Once the images are set aside, return every entry exactly.
---------- DATA SECTION
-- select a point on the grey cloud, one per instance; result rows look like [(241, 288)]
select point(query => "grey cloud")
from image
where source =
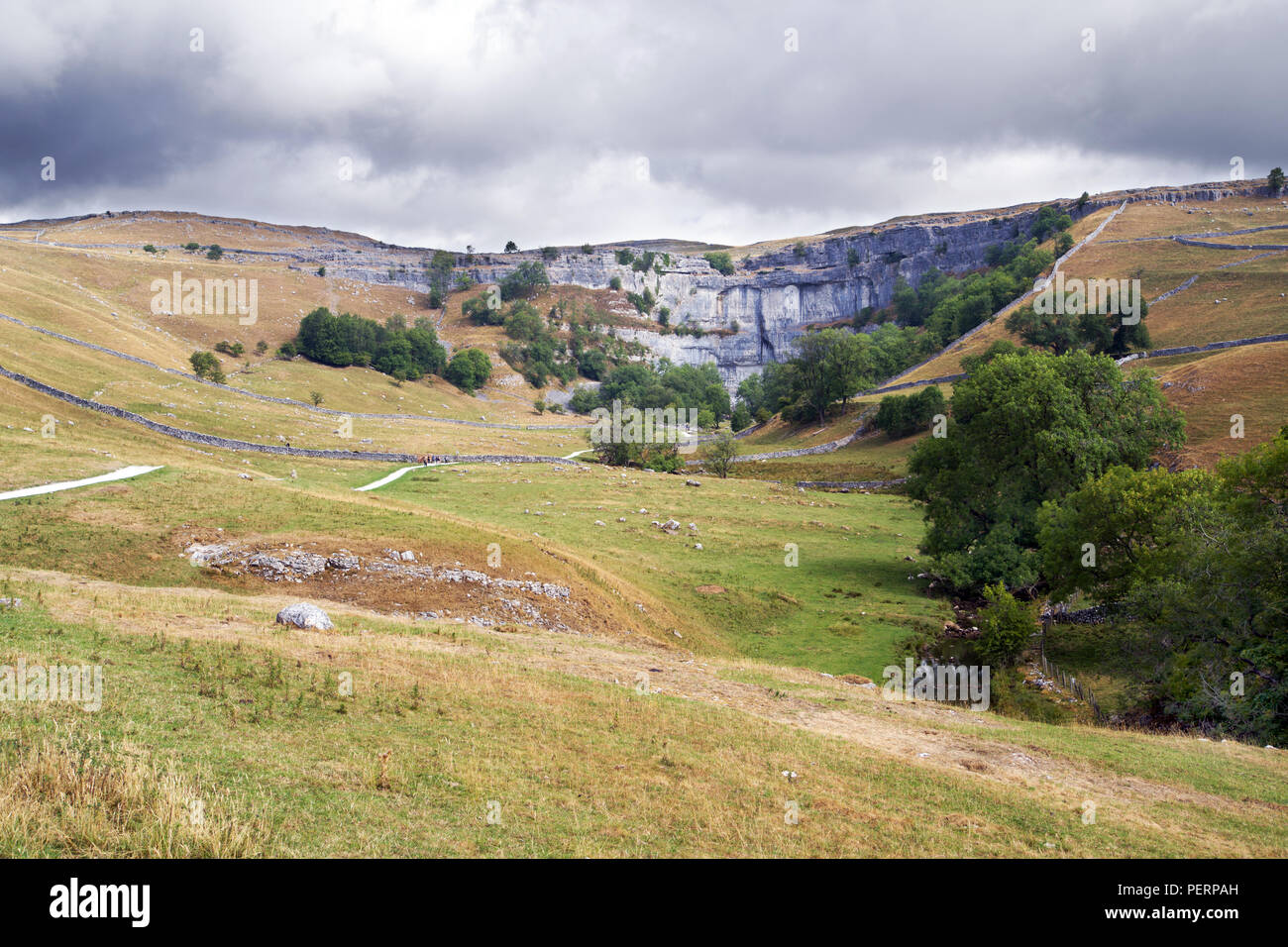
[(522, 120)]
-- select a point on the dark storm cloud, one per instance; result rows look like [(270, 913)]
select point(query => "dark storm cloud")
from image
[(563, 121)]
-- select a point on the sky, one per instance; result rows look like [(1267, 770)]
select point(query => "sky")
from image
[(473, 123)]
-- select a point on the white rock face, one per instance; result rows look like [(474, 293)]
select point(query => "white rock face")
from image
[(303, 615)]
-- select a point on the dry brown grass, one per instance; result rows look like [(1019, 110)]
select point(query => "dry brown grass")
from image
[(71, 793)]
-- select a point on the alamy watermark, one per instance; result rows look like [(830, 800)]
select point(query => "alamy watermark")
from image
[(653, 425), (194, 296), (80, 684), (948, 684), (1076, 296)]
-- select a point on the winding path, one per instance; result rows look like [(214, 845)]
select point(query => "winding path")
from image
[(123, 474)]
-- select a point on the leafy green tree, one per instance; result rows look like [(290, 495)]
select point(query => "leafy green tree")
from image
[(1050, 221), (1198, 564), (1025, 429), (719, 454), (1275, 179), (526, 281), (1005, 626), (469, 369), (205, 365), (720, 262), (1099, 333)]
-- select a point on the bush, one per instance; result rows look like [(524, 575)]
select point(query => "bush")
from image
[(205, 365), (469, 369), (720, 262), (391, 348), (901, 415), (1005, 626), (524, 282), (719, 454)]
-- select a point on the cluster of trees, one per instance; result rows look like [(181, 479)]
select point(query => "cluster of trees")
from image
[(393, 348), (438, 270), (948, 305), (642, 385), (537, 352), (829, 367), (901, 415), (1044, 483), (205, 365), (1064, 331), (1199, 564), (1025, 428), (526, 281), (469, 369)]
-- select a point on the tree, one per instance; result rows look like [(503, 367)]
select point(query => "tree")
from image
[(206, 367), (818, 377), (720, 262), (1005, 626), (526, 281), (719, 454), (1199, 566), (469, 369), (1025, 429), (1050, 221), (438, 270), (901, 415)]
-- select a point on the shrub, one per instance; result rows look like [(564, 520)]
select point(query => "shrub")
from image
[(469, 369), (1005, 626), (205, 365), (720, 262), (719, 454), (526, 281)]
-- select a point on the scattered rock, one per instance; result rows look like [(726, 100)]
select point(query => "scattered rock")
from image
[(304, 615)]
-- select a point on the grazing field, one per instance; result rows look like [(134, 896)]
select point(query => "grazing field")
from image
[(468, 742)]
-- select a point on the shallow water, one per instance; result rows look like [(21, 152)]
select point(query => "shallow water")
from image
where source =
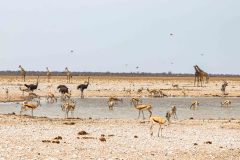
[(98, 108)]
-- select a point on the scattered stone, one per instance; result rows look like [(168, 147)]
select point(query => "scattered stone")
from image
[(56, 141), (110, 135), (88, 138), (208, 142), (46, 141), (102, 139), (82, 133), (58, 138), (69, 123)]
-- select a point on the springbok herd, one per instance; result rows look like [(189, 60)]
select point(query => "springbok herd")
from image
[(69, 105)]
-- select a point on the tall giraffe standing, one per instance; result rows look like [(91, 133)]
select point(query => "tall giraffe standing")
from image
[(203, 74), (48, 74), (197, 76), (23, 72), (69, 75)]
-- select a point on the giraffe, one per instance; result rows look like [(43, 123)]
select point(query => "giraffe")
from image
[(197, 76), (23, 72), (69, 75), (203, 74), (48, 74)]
--------------------
EXERCISE RESPONSE>
-- select a point on the grey cloud, one per instance; result rows look like [(241, 288)]
select point(query => "grey cloud")
from image
where source =
[(522, 120)]
-- select a point on the dark storm cloud, one per instance; result rows look like [(270, 913)]
select point(query => "dark storm cloud")
from image
[(563, 121)]
-- select a point on the sky, one per instance; result rows look like [(1267, 770)]
select point(query => "sky")
from image
[(473, 123)]
-- select a point on the white rock face, one per instance; result rows look like [(474, 293)]
select point(query => "white rock face")
from image
[(303, 615)]
-- select a point on the dry brown grass, one per instance; result rows look like [(1019, 110)]
select point(query => "dry brown grass")
from image
[(71, 793)]
-- select a point on the alamy watermark, one per instance; result rows look like [(830, 800)]
select point(query => "alamy watermark")
from image
[(653, 425), (194, 296), (80, 684), (948, 684), (1076, 296)]
-- select a point on the winding path, one per instance; result rows look like [(214, 845)]
select point(query => "winding path")
from image
[(123, 474)]
-- select a point on the leafy green tree, one per instance; result rows look like [(290, 495)]
select point(query => "leafy green tree")
from image
[(1050, 221), (1198, 564), (1025, 429), (719, 454), (1275, 179), (526, 281), (1005, 626), (469, 369), (205, 365), (720, 262), (1099, 333)]
-- select a point on the bush, one per instance; result rows look like [(524, 575)]
select point(query => "bush")
from image
[(205, 365), (469, 369), (720, 262), (391, 348), (901, 415), (1005, 626), (524, 282), (719, 454)]
-- select a point on the cluster of trees, one per instance; result rows look like [(181, 479)]
select point(query => "cluster of trees")
from image
[(393, 348), (438, 270), (948, 305), (642, 385), (537, 352), (829, 367), (901, 415), (1044, 483), (205, 365), (1064, 331), (1199, 564), (1025, 428), (526, 281), (469, 369)]
-- select a point on the tree, one per instance; result rows look like [(503, 367)]
select point(query => "tree")
from image
[(206, 367), (818, 377), (720, 262), (1005, 626), (526, 281), (719, 454), (1199, 566), (469, 369), (1025, 429), (1050, 221), (438, 270), (901, 415)]
-- select a point on the shrub, one per instance; result rows look like [(564, 520)]
select point(query => "shrub")
from image
[(469, 369), (1005, 626), (205, 365), (720, 262), (719, 454), (526, 281)]
-- select a point on the scattered rock, one per instance; result rows look like [(726, 100)]
select point(query => "scattered rock")
from image
[(304, 615)]
-- select a point on the grazing field, one per instance; result rows look like [(134, 896)]
select point(query => "grazing field")
from image
[(468, 742)]
-- select a point on the shallow water, one per instance; result rows look like [(21, 152)]
select point(query => "shallow water")
from image
where source =
[(98, 108)]
-- select a point on the scattered stone, one per instance; result rows look like [(168, 147)]
select point(query => "scattered stone")
from image
[(56, 141), (110, 135), (88, 138), (208, 142), (46, 141), (102, 139), (82, 133), (58, 138), (69, 123)]
-- select a point on the springbok herd, one per instance; result rows look like [(189, 60)]
select point(query => "springbok herd")
from image
[(69, 105)]
-- select a point on the tall giraffe standing, one per instance; result rows look like [(91, 133)]
select point(query => "tall giraffe standing")
from image
[(203, 74), (48, 74), (197, 76), (23, 72), (69, 75)]
-- select a point on the giraffe, one per instance; result rows look like [(43, 123)]
select point(query => "giraffe")
from image
[(197, 76), (23, 72), (69, 75), (203, 74), (48, 74)]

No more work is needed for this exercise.